(Beginning of RECORDS TO USE)

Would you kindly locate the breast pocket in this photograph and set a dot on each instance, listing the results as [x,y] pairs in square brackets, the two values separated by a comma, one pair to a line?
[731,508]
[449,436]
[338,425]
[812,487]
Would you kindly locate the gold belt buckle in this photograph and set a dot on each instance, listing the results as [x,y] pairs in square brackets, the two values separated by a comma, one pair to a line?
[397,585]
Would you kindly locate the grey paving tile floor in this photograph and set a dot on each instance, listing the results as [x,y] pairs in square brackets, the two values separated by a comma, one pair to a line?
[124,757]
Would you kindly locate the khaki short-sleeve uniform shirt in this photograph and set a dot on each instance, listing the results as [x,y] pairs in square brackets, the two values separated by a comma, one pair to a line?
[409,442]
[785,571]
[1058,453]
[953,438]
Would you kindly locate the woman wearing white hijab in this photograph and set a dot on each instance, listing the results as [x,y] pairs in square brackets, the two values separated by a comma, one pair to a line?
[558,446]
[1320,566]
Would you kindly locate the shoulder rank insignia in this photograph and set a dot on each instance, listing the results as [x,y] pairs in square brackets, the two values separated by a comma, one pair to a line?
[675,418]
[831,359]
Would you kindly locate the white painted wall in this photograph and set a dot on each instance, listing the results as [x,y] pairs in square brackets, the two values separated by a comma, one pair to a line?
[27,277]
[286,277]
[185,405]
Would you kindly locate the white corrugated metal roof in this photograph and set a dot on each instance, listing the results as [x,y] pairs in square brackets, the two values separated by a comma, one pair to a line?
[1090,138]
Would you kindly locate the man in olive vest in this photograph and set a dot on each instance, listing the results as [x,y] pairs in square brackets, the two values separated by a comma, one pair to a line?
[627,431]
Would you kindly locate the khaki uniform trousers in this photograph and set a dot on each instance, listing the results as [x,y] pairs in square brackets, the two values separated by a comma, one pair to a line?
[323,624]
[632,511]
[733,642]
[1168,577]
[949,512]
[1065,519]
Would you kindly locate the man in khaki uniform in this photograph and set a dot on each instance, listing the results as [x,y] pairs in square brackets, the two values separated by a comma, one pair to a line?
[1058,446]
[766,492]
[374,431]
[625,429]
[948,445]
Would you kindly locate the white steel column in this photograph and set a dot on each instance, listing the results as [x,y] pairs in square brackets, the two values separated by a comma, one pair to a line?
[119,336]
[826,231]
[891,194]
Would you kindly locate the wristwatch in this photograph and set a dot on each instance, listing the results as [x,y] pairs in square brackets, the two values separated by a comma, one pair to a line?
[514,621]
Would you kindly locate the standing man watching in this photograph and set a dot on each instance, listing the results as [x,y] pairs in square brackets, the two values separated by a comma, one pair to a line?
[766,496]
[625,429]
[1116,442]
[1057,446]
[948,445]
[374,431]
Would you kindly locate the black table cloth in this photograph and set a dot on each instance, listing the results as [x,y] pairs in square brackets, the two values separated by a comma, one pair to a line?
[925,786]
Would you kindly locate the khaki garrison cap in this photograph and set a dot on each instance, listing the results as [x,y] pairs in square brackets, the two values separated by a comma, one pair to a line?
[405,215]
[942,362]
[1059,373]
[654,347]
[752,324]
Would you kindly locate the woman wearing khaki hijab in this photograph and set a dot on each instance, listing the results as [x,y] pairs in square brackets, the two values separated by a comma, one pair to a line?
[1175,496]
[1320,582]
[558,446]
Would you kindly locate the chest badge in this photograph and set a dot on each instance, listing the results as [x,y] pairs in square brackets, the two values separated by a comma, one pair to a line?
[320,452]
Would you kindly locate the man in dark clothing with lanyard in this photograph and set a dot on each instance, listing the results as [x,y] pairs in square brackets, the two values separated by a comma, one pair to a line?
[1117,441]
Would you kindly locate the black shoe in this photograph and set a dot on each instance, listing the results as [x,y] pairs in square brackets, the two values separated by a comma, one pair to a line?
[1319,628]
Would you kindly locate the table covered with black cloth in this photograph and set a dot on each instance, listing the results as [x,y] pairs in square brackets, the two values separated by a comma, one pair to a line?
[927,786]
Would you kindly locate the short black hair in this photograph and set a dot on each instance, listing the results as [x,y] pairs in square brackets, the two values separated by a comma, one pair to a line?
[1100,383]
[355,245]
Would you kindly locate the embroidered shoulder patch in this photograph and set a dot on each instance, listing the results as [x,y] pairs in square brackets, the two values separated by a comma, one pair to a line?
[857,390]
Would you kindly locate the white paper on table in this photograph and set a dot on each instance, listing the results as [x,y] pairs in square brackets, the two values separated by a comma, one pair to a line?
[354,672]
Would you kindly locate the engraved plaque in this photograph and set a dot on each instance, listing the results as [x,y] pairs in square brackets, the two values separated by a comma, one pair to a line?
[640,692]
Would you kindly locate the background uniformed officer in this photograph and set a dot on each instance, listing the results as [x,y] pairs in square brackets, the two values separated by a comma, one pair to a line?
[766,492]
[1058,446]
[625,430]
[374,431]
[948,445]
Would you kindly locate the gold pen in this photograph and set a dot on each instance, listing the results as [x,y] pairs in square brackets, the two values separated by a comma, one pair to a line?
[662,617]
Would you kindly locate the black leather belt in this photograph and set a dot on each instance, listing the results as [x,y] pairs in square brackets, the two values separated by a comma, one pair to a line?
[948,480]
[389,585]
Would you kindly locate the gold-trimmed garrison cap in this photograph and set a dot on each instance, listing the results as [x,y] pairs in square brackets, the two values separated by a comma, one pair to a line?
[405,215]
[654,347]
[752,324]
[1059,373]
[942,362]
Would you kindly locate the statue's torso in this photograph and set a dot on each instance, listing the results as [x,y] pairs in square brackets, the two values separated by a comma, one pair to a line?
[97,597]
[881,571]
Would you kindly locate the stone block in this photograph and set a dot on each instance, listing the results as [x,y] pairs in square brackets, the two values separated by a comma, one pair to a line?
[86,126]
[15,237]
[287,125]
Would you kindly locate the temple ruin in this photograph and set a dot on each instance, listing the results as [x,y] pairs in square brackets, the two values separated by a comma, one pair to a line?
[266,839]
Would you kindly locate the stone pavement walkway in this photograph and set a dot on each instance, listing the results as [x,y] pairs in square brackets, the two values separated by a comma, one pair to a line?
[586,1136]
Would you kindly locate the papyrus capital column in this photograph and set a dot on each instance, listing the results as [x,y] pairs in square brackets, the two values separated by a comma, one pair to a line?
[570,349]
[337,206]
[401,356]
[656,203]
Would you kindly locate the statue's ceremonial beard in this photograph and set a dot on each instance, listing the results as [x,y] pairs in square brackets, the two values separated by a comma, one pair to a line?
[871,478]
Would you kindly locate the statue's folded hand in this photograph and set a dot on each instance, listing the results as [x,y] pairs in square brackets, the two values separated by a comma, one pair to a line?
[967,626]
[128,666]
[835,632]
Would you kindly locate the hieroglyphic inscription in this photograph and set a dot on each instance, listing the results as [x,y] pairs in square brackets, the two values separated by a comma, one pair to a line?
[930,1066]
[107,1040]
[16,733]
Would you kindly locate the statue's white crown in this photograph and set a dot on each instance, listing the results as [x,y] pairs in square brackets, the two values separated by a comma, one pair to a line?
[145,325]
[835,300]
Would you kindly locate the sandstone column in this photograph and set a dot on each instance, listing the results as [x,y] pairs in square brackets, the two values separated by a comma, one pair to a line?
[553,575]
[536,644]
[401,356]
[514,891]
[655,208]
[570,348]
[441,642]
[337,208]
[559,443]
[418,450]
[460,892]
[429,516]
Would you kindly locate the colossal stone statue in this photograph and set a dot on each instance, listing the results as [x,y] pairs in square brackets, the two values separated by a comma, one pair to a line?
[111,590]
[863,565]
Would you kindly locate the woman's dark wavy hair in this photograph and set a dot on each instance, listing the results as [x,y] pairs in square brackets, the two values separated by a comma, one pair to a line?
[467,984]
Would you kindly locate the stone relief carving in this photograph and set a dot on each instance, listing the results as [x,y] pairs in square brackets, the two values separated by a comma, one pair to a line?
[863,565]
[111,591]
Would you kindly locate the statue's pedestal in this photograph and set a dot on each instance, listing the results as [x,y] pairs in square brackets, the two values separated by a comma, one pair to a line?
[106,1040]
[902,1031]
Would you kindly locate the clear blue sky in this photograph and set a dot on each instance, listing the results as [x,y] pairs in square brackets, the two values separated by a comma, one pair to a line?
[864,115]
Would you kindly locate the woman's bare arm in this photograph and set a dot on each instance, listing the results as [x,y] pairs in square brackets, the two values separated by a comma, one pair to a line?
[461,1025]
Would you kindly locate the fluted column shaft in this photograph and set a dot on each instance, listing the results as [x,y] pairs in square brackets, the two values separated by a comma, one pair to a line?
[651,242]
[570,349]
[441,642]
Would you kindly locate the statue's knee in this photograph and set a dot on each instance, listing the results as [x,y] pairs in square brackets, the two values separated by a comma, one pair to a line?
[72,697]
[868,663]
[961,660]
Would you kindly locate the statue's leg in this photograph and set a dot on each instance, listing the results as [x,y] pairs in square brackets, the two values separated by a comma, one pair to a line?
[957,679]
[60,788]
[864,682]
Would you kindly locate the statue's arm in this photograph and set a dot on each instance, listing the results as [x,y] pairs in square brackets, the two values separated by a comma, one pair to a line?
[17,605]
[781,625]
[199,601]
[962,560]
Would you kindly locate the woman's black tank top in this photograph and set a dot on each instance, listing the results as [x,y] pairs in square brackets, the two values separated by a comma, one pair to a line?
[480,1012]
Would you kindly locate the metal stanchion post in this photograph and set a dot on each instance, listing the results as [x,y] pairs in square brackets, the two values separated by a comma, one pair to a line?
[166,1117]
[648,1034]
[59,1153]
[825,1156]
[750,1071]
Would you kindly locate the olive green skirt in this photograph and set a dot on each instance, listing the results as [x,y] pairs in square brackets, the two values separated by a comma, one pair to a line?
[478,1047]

(End of RECORDS TO USE)

YOUR INSTRUCTIONS: With the line containing "Would you kindly locate the woman's bare" as the first and the last line above as the final one, copy those lines exactly and no others.

EXERCISE RESPONSE:
Would you kindly locate the woman's bare arm in this photograph and set a dot on each instance, listing the results as [x,y] pairs in square brackets, the two values separated by a comma, one pair to a line?
[461,1025]
Would you kindly locate the fluted column shaft in this photograph and set a dot on each instance, listing the results as [x,y] pairs in square brackets, the two values separated by a comma, one pair to a line?
[651,242]
[570,349]
[441,642]
Would you kindly locate the statue's knee in this photograph and set a dot on each instance, listing the results as [x,y] pairs in square brackets, the two values separated by a comma, one pair to a line?
[72,697]
[868,663]
[961,660]
Would you kindly locate the statue's leg in this photograph and set a dot on each instance, listing the results as [x,y] pairs in square brackets, the two values separated by a comma, one pair to a line?
[957,679]
[60,788]
[864,682]
Would you kindly locate the statue's arm in this photograph and set a dot on each instance, listing the results as [x,y] pairs in square brackets, the two values separated by a comma, one pair to a line?
[17,605]
[781,625]
[199,601]
[962,560]
Would you kindly locate the woman's black tank top in this photograph and set a dot on each instance, listing the results as [x,y] pairs in square brackets, the two values separated by a comma, one pair to a line?
[480,1012]
Would you kindly locate the metal stanchion post in this photograph and set a dot on each instance, listing the results as [x,y] pairs in square brackets, the two values separated by a comma, one pair to a line?
[166,1117]
[648,1034]
[59,1153]
[825,1156]
[750,1071]
Would you kindly locate the olive green skirt in this photograph and set a dot on each instance, listing the results as [x,y] pairs in square brackets, the two values separated by a comma, one pair to a line?
[478,1047]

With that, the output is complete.